→ Work required: Count the lines in the data below that contain the word "door". Reply with the number only.

→ Data for this task:

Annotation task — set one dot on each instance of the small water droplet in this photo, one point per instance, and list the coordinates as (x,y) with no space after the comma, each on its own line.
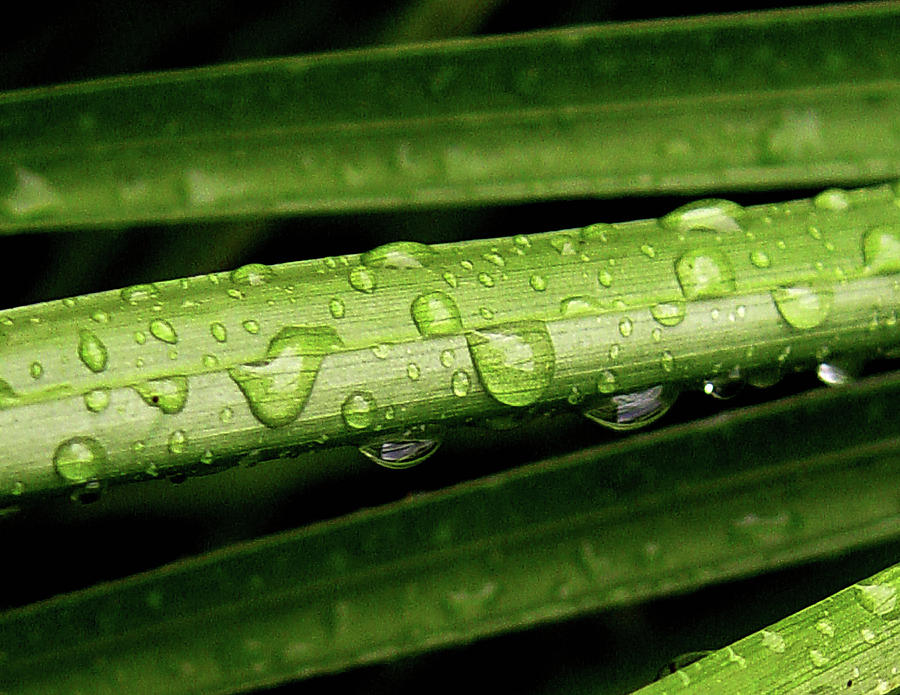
(217,330)
(705,273)
(435,313)
(803,306)
(97,400)
(169,394)
(162,330)
(628,411)
(79,460)
(399,255)
(362,279)
(358,410)
(404,450)
(252,274)
(459,383)
(514,361)
(92,351)
(177,442)
(832,199)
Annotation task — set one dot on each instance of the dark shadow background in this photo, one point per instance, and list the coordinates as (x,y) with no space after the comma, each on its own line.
(65,546)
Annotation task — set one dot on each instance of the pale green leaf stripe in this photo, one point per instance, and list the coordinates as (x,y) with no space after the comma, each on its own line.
(186,375)
(847,643)
(802,97)
(654,514)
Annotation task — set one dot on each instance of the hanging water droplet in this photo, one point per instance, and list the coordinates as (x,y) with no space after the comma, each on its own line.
(97,400)
(435,313)
(336,307)
(277,387)
(177,442)
(803,306)
(832,199)
(217,330)
(79,459)
(514,361)
(399,255)
(92,351)
(169,394)
(403,450)
(358,410)
(881,250)
(668,313)
(362,279)
(712,214)
(705,273)
(628,411)
(459,383)
(162,330)
(252,274)
(760,258)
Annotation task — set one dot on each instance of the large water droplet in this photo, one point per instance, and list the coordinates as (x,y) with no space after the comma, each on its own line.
(276,387)
(252,274)
(803,306)
(358,410)
(79,459)
(435,313)
(881,250)
(403,450)
(628,411)
(668,313)
(399,255)
(162,330)
(705,273)
(712,214)
(514,361)
(92,351)
(168,394)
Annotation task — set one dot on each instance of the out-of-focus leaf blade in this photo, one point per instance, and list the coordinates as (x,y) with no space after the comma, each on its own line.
(658,513)
(743,101)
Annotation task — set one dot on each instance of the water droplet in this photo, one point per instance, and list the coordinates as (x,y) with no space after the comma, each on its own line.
(514,361)
(362,279)
(217,330)
(403,450)
(485,279)
(358,410)
(276,387)
(162,330)
(435,313)
(168,394)
(92,351)
(712,214)
(668,313)
(705,273)
(839,371)
(628,411)
(832,199)
(398,255)
(97,400)
(803,306)
(80,459)
(252,274)
(459,383)
(760,258)
(177,442)
(881,250)
(773,641)
(336,307)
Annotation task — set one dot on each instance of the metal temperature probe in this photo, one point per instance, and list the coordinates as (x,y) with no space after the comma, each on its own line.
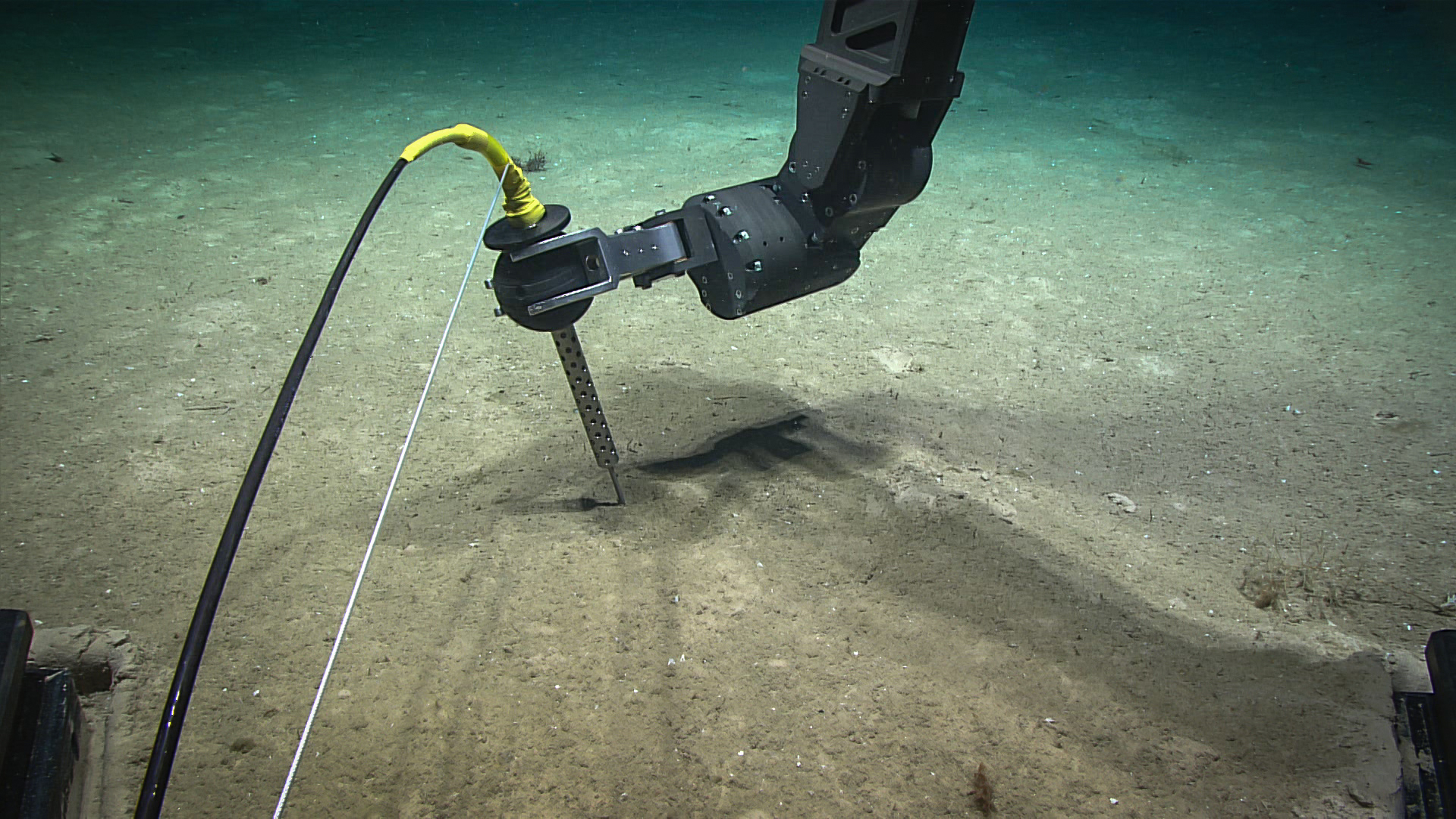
(574,363)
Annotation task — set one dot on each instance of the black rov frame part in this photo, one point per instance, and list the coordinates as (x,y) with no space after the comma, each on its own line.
(873,93)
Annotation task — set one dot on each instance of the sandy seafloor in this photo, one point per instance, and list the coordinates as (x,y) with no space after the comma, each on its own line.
(1150,261)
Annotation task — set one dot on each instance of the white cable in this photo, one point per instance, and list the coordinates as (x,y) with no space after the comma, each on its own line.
(379,522)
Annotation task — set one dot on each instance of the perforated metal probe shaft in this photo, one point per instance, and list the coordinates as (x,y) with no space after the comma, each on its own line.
(574,362)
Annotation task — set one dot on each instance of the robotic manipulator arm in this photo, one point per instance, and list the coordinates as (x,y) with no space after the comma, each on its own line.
(873,91)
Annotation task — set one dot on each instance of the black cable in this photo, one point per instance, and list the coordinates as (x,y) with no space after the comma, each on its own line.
(159,768)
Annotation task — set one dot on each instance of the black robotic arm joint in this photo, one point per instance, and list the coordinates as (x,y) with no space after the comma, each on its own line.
(873,93)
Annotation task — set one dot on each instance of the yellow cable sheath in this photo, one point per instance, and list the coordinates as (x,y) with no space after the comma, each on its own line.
(522,209)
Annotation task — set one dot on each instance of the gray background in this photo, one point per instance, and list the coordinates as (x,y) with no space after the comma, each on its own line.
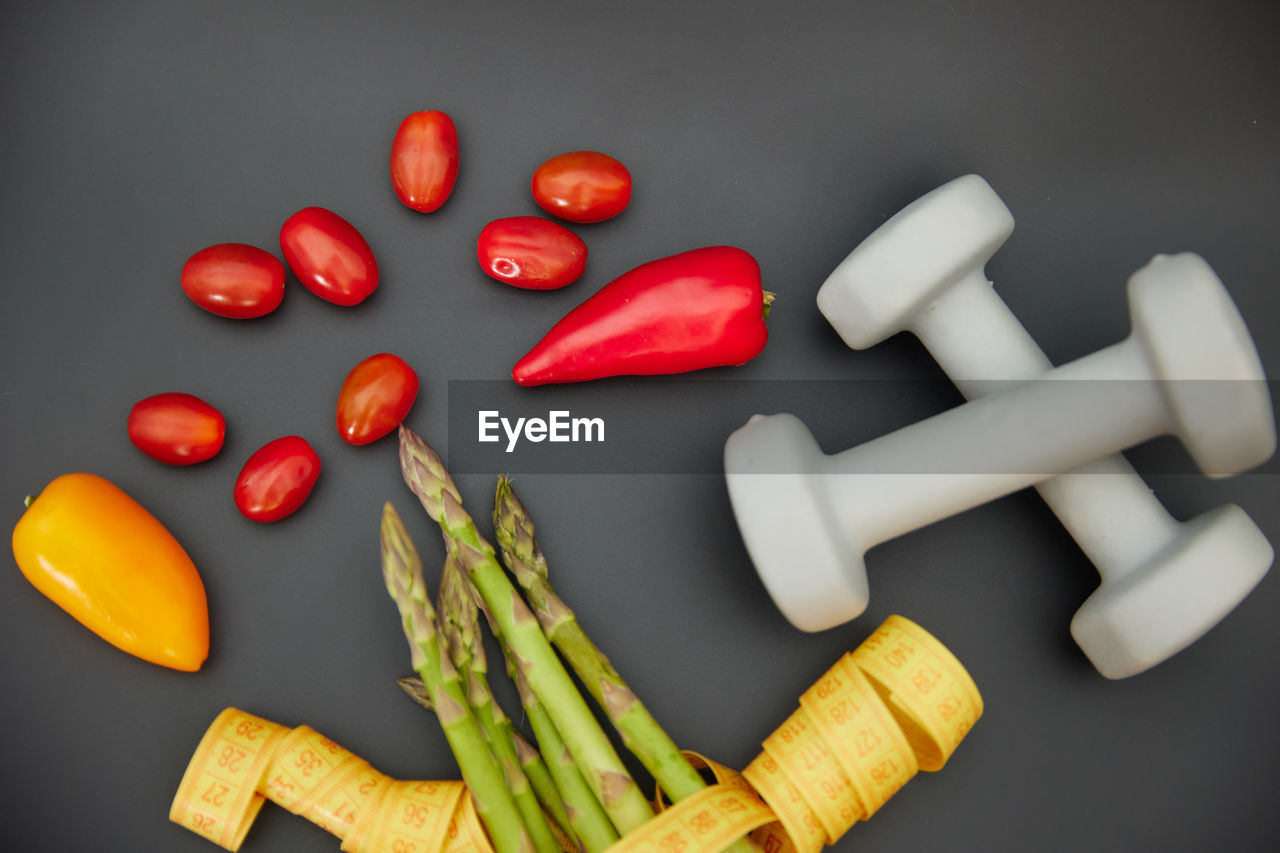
(137,133)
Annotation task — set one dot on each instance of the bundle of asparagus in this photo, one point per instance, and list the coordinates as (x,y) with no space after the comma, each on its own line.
(592,797)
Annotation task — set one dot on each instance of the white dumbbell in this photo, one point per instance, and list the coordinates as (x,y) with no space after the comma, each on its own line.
(1164,583)
(1188,368)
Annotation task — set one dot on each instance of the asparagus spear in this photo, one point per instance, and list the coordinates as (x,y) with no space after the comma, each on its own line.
(586,742)
(590,825)
(402,570)
(466,649)
(513,528)
(585,825)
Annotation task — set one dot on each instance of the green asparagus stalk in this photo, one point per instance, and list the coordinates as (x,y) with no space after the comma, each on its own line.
(513,528)
(402,570)
(544,789)
(576,828)
(466,648)
(590,825)
(586,742)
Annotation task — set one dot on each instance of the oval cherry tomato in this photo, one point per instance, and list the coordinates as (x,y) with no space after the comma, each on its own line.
(531,252)
(277,479)
(234,281)
(583,186)
(329,256)
(178,429)
(425,159)
(375,397)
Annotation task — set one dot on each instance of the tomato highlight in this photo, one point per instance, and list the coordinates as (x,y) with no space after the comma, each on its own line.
(531,252)
(424,162)
(100,556)
(375,397)
(177,428)
(234,281)
(329,256)
(277,479)
(583,186)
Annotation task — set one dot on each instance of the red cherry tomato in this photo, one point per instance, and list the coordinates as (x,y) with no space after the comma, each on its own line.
(277,479)
(425,159)
(233,279)
(531,252)
(583,186)
(329,256)
(178,429)
(375,398)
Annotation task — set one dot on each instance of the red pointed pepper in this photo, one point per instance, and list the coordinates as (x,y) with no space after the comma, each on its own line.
(699,309)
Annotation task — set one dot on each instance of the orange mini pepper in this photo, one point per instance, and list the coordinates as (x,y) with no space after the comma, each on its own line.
(100,556)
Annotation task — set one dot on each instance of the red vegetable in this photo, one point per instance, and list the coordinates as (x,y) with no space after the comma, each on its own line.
(178,429)
(425,159)
(329,256)
(375,398)
(234,281)
(699,309)
(583,186)
(531,252)
(277,479)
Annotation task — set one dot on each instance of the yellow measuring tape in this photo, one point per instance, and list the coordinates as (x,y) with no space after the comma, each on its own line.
(900,702)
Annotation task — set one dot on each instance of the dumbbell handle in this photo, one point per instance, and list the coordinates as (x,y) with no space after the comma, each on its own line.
(996,445)
(1105,505)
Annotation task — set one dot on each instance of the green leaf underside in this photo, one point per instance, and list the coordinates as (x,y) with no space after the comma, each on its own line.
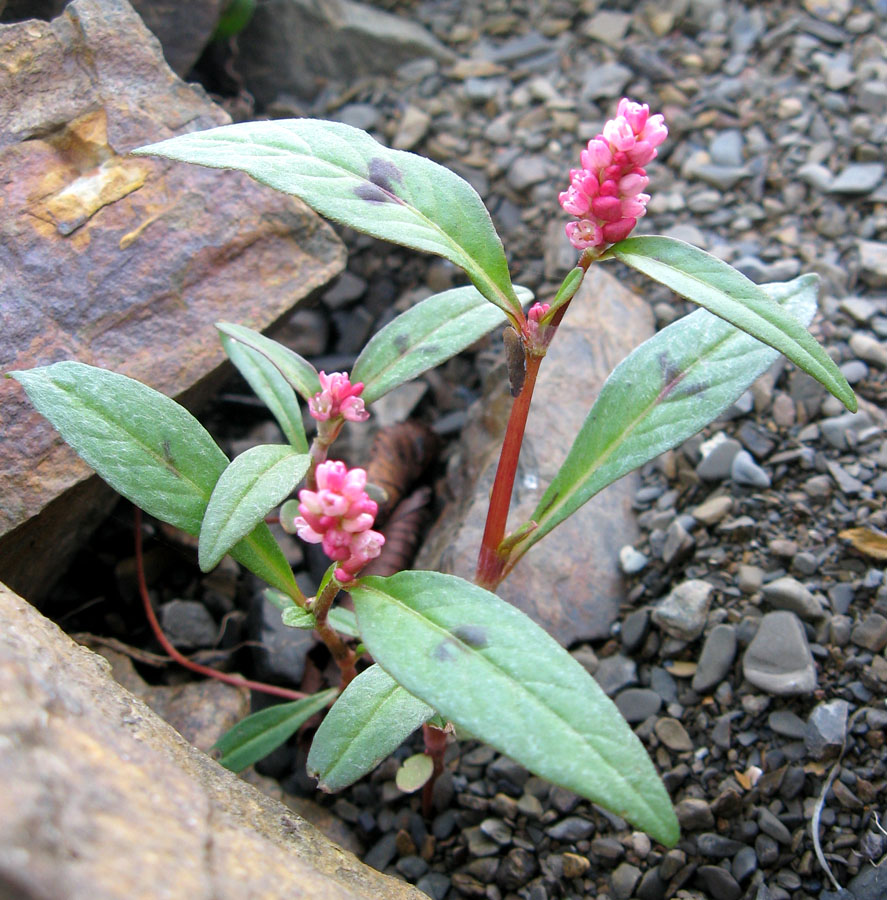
(347,176)
(270,387)
(370,720)
(663,392)
(706,280)
(298,372)
(248,489)
(424,336)
(487,667)
(254,737)
(148,448)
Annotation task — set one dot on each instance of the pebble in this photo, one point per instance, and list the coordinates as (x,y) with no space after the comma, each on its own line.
(778,660)
(683,613)
(716,659)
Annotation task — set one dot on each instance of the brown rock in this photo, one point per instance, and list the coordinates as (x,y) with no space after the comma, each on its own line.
(570,583)
(118,262)
(102,800)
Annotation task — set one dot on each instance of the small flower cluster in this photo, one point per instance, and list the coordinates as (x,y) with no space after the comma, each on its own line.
(339,515)
(338,397)
(606,193)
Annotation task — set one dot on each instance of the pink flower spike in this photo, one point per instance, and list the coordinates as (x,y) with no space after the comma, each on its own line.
(338,397)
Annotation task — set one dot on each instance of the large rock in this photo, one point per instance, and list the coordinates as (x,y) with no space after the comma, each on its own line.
(103,800)
(570,582)
(295,46)
(183,29)
(119,262)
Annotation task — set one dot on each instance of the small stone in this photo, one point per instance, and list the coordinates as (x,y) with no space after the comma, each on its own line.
(716,659)
(871,633)
(713,510)
(570,830)
(720,882)
(788,593)
(623,880)
(574,865)
(683,613)
(778,660)
(717,457)
(858,178)
(746,471)
(638,704)
(673,734)
(826,729)
(694,814)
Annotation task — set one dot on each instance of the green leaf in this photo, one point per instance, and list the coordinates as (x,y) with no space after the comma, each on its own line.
(254,737)
(271,388)
(148,448)
(487,667)
(414,772)
(663,392)
(425,336)
(297,371)
(296,617)
(370,720)
(344,174)
(343,620)
(249,488)
(719,288)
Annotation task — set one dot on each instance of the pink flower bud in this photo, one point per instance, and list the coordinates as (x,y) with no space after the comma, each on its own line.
(606,194)
(338,397)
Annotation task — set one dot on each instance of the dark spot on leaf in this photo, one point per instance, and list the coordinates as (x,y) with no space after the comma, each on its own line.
(372,194)
(473,635)
(382,172)
(445,650)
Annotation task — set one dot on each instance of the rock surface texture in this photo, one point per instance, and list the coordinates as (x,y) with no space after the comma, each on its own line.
(118,262)
(103,800)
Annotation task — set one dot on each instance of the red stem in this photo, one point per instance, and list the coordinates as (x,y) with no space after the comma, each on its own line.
(174,654)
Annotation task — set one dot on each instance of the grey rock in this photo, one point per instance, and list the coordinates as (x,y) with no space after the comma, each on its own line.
(623,879)
(570,830)
(746,471)
(349,40)
(788,593)
(716,659)
(826,729)
(717,457)
(682,614)
(871,633)
(188,624)
(614,673)
(778,660)
(858,178)
(869,349)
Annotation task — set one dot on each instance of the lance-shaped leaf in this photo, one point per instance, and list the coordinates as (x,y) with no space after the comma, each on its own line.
(249,488)
(149,449)
(254,737)
(370,720)
(487,667)
(346,175)
(666,390)
(298,372)
(424,336)
(270,387)
(719,288)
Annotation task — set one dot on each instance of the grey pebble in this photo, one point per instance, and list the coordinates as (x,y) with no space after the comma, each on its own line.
(746,471)
(778,660)
(718,653)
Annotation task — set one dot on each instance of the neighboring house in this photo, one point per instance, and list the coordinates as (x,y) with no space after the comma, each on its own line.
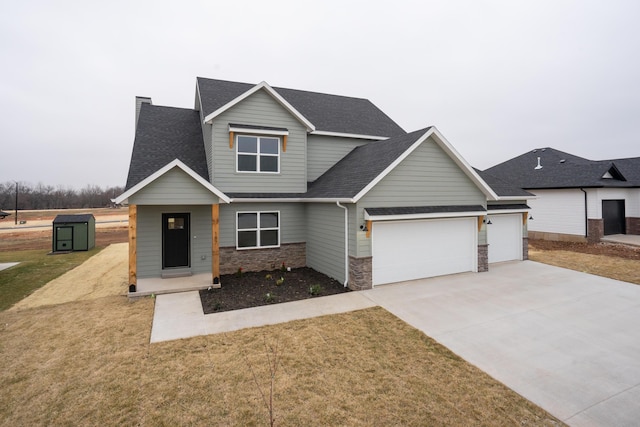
(576,199)
(256,176)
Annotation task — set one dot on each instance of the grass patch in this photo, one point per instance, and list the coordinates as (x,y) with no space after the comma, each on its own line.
(62,367)
(36,269)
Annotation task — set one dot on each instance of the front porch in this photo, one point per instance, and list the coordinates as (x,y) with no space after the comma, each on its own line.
(158,285)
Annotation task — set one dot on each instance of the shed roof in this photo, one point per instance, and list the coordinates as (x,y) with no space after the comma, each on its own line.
(164,134)
(329,113)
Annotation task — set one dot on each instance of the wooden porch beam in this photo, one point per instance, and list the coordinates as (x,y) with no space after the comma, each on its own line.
(133,239)
(215,244)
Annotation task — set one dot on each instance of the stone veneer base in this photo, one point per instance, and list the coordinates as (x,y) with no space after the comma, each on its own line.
(360,273)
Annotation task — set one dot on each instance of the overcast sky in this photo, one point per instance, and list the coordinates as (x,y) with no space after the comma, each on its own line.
(497,78)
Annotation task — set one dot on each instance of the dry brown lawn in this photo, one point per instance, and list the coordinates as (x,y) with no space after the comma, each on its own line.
(613,261)
(90,363)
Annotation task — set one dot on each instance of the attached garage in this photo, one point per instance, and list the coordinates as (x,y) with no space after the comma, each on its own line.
(415,249)
(504,235)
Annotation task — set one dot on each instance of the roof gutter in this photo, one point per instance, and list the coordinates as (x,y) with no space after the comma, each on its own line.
(346,243)
(586,220)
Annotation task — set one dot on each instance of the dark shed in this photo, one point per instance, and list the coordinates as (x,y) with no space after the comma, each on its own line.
(74,233)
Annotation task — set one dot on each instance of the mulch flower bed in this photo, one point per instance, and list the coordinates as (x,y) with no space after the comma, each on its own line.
(252,289)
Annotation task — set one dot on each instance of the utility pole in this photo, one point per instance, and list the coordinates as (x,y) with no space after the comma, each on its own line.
(16,218)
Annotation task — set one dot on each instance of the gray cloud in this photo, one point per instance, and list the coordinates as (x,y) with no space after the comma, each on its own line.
(496,77)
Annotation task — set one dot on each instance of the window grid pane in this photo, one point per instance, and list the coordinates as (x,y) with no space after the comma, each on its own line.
(258,154)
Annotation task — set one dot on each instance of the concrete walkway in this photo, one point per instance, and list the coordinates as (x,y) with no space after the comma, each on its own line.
(180,315)
(624,239)
(565,340)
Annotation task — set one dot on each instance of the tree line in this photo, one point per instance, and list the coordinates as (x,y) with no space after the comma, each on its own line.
(43,196)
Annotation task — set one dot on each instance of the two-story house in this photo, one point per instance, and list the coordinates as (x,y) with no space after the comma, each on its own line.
(256,176)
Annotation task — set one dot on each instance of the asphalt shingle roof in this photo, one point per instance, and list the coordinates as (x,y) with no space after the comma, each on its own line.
(163,135)
(563,170)
(71,219)
(357,169)
(330,113)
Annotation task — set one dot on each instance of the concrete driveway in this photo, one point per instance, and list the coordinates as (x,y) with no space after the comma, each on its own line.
(568,341)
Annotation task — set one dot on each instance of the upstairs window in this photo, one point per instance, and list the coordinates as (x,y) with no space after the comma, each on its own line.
(258,230)
(258,154)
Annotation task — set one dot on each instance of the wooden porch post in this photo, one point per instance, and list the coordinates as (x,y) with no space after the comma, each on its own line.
(215,244)
(133,222)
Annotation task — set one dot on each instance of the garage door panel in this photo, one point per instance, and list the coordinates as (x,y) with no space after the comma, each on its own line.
(504,236)
(416,249)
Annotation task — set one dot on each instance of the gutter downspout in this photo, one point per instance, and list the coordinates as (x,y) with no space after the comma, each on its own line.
(586,221)
(346,243)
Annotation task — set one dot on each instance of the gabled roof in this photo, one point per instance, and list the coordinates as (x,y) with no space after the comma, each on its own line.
(162,135)
(551,168)
(73,219)
(365,166)
(323,112)
(162,171)
(503,188)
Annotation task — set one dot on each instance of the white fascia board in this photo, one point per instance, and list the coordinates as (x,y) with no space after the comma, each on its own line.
(275,95)
(433,215)
(175,163)
(462,163)
(506,211)
(289,200)
(503,198)
(349,135)
(260,131)
(392,166)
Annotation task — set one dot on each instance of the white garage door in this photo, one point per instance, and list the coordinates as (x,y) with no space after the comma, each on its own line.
(504,236)
(407,250)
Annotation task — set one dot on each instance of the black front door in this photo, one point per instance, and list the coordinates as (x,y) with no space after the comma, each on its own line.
(175,240)
(613,217)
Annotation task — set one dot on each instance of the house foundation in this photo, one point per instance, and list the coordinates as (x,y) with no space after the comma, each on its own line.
(293,255)
(360,273)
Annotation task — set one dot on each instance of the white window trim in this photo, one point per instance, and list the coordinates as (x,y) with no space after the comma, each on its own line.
(257,230)
(257,154)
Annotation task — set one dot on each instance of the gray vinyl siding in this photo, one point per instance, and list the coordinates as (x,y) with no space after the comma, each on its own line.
(325,239)
(149,238)
(428,177)
(292,221)
(262,110)
(206,136)
(525,228)
(325,151)
(174,188)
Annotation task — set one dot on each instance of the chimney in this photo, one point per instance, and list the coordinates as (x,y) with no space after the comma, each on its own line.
(139,101)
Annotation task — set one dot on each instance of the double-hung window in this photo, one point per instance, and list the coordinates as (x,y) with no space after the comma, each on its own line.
(258,230)
(258,154)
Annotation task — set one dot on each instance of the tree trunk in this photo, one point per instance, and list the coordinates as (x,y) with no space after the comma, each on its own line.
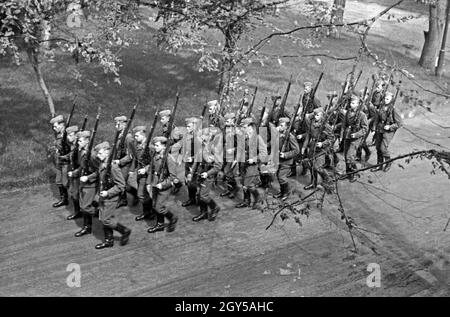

→ Problem solution: 3